* [WRITTEN EXERCISE A]
According to the court opinion, what aggregate term of imprisonment did the Court impose on Petitioner on November 10, 2009?
* [WRITTEN EXERCISE B]
Extract, unchanged, the lines of the listing from the line containing "Q: Find one point on every instance of the car" through the last line of the listing, with both ends included.

* [SOURCE]

◇ ◇ ◇

United States District Court, D. New Jersey
Aug 22, 2022
Civil Action 19-17226 (JHR) (D.N.J. Aug. 22, 2022)

Opinion

Civil Action 19-17226 (JHR)

08-22-2022

MICHAEL POWELL, Petitioner, v. UNITED STATES OF AMERICA, Respondent.


OPINION

JOSEPH H. RODRIGUEZ UNITED STATES DISTRICT JUDGE

I. INTRODUCTION

Presently before the Court is Petitioner Shakir Michael Powell's (“Petitioner”) motion to vacate, set aside, or correct his sentence pursuant to 28 U.S.C. § 2255. (ECF No. 1, “Motion”.) The Government filed a response (ECF No. 2), and Petitioner replied (ECF No. 4). For the reasons set forth below, the Court will deny Petitioner's § 2255 Motion and will not issue a certificate of appealability.

II. BACKGROUND

On February 17, 2009, a federal grand jury sitting in Camden, New Jersey returned a Superseding Indictment against Petitioner, charging him with: (1) two counts of armed bank robbery, 18 U.S.C. § 2113(a) and (d); and (2) two counts of brandishing a firearm in connection with a crime of violence, 18 U.S.C. §§ 924(c)(1)(A)(ii) and 2. (Crim. Action No. 08-592 (JHR), ECF No. 15.) On May 1, 2009, following a jury trial, Petitioner was convicted on all four counts. (See id., ECF No. 35.)

On November 10, 2009, the Court sentenced Petitioner to an aggregate sentence of 462 months' imprisonment, 5 years of supervised release, $400 as a special assessment, and restitution to the victim bank in the amount of $112,000. (See id., ECF No. 40.) On April 13, 2011, the Court of Appeals for the Third Circuit affirmed Petitioner's convictions on appeal. (See id., ECF No. 59.) On January 18, 2013, Petitioner filed his first §2255 motion, which the undersigned denied on June 1, 2015. (See Civ. No. 13-355, ECF Nos. 13, 14.)

◇ ◇ ◇

Point annotation dataset listing:
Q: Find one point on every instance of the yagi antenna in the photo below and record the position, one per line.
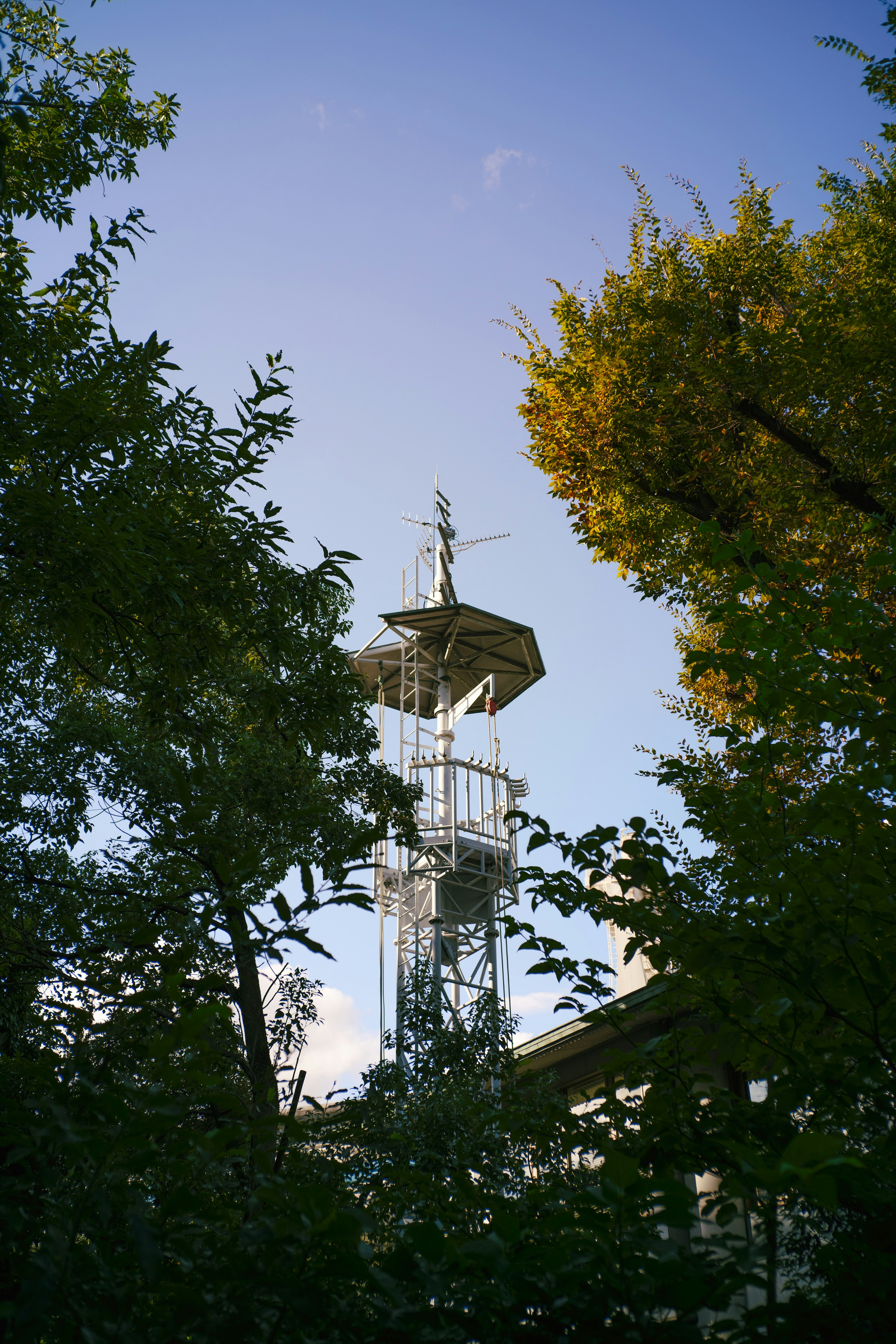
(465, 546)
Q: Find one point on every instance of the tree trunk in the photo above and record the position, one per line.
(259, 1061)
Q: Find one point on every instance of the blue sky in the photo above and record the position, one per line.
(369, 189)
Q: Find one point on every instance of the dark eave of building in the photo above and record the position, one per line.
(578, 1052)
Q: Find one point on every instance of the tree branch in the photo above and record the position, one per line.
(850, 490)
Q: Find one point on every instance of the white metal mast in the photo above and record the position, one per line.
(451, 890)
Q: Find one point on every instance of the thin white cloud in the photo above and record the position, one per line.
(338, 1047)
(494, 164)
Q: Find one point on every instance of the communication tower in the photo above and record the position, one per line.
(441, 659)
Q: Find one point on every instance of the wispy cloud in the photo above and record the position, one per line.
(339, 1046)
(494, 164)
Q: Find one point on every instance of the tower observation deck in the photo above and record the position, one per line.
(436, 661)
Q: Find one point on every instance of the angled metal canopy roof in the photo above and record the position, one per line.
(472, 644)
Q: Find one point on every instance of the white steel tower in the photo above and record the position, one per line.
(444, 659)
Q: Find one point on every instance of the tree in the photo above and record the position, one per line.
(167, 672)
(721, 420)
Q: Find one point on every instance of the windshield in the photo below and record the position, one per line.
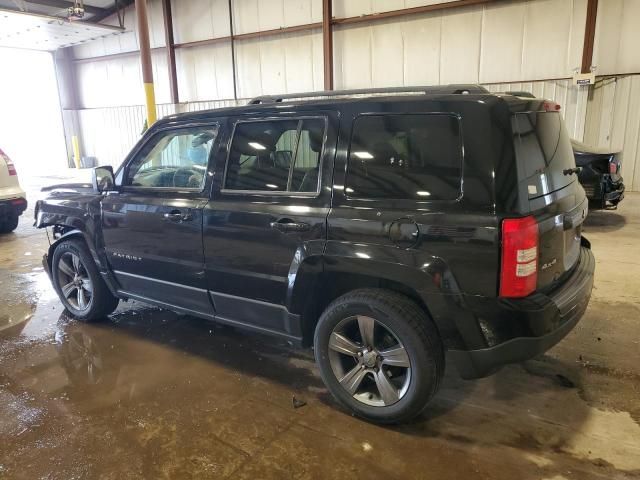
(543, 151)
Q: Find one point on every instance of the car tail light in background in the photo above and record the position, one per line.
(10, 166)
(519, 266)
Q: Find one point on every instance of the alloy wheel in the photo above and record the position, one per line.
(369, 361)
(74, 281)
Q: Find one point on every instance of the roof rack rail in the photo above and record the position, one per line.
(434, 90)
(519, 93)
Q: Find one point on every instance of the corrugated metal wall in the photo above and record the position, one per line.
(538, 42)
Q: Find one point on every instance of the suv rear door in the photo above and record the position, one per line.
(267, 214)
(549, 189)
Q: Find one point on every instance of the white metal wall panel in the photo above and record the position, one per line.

◇ ◇ ◇

* [EXERCISE RESPONSE A]
462 months' imprisonment.

* [EXERCISE RESPONSE B]
Q: Find one point on every instance of the car tail light in background in the photo above and record the position, one per line.
(10, 166)
(519, 266)
Q: Find one point on every instance of the alloy wheel in the photo above and record the position, one per line.
(369, 361)
(74, 281)
Q: Find one point on every instance of the roof rack rail in the photo above and record the position, one per line.
(434, 90)
(519, 93)
Q: Find one point on every instance of the corrugated metal wall in the photo above and record the position, one per line.
(538, 42)
Q: Find one point on every instance of the suv rear door in the photo above and record the position, one per line.
(267, 214)
(549, 189)
Q: Find one point on every instance of the white metal wall panel in the photo above and record the position, one per line.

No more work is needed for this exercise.